I wish they'd figure out a way to hold these in place.
It doesn't seem possible to just let things go,
But rather face them and walk through the full truth of them.
Then they just kind of dissolve.
Yes,
My love,
Exactly.
I find the same thing.
For many years I've been inside of a body of work that has really encouraged us dropping stuff,
Dropping our pains,
Dropping our beliefs,
Dropping them.
And also feeling them and moving through the experience of allowing them.
And what I found for myself personally is I used to think I really needed to process everything.
Next time I would say this time of processing is over.
We have much higher frequency to be able to move through our journey,
Our healing,
Our experience of freedom.
So we don't necessarily need to process out everything and analyze it and go through back and forth.
But yes,
To experience it fully.
This is what I feel for myself quite often.
Sometimes I'm able to just drop something or transmute or shift quickly.
And sometimes I really just need to be with it.
Most of the time I need to be with it fully.
Whether that's just welcoming it fully into my heart or fully crying or just allowing myself to just,
You know,
Yell or feel anger fully.
But for me it's definitely that experience of feeling something fully to allow it to dissolve.
As opposed to,
Everything's okay,
I'm happy.
Yes,
We're definitely not promoting this spiritual bypassing experience.
There's no,
Everyone should just be happy here.
That's not what this is about.
Knowing that we are consciousness itself doesn't mean that we are always happy.
Consciousness is just the one who is experiencing all of the emotions.
Whether they be happiness or sadness or something else.
So yes.
Yes,
Jonathan,
It's hard when you have a chronic pain condition.
Yes,
My love.
Yes.
This,
Being in chronic pain can really change what happens in the brain.
And it is a real opportunity,
Real opportunity to engage in this experience.
Because pain,
It kind of brings us back into that identification very strongly.
Yes,
Yes,
My love.
Mark is sharing,
This is connecting to a lot of things coming up recently.
I trust that whatever it's connecting to for you,
Mark,
That it's illuminating for you in whatever way it needs to be.
Whether that's just feeling or something else.
You've shared so many comments,
I'm just trying to get back to them.
Carmen Cita,
Good to be reminded that the negative feelings are not who we are,
Just waves washing through.
Yes.
Yes,
Yes.
Lori,
Yes,
This is an issue for me that I have been trying to work on.
Thank you for discussing.

- Dataset extract:
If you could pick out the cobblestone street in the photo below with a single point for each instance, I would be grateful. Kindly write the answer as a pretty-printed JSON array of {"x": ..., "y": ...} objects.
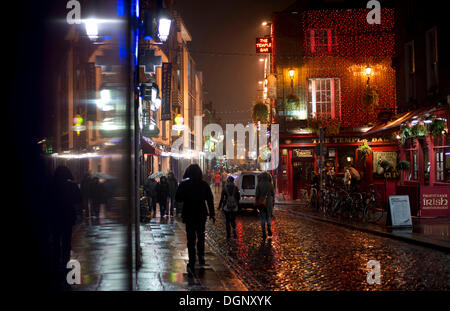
[{"x": 305, "y": 254}]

- Given exercise 1: List every personal name that appears in the talk transcript.
- Given exercise 2: Reproduce word for word the part of the talk transcript that runs from "It doesn't seem" down to "to process everything.".
- Given exercise 3: Write the next part of the talk transcript, picking up after its final line.

- Task output 1: Jonathan, Mark, Carmen Cita, Lori

- Task output 2:
It doesn't seem possible to just let things go,
But rather face them and walk through the full truth of them.
Then they just kind of dissolve.
Yes,
My love,
Exactly.
I find the same thing.
For many years I've been inside of a body of work that has really encouraged us dropping stuff,
Dropping our pains,
Dropping our beliefs,
Dropping them.
And also feeling them and moving through the experience of allowing them.
And what I found for myself personally is I used to think I really needed to process everything.

- Task output 3:
Ah,
Beautiful,
Beautiful.
Alina,
I'm thinking about people who have lived any kind of abuse.
How could they transcend this resentment?
That's a much,
Much deeper conversation,
My love.
And,
Ah,
For me it's been a journey of all of these practices that we've been speaking to.
Because I am,
I have experienced much abuse and trauma in my life.
It has definitely been this constant reminder and awareness and teaching that I am not my past experiences.
It has been giving myself permission to express fully what it is that I've locked inside of myself,
To allow it to come out.
Sometimes that's easier with someone else who can serve you and hold you in that space of being able to just feel fully what you've locked inside the body.
Forgiveness,
Forgiveness,
Forgiveness,
Forgiveness,
Forgiveness,
Forgiveness,
Forgiveness.
And for many of us who have experienced abuse,
Forgiveness,
It often ends with ourself,
Forgiving ourselves.
There's something that happens quite often where we feel a sense of shame or guilt or just some sense of wrongdoing for having been in and experienced abuse,
Even if we were very,
Very young.
It's just something that happens sometimes.
So practice knowing yourself as more than your experiences.
Practice being present and kind and loving with your body especially.
Practice,
Practice feeling fully.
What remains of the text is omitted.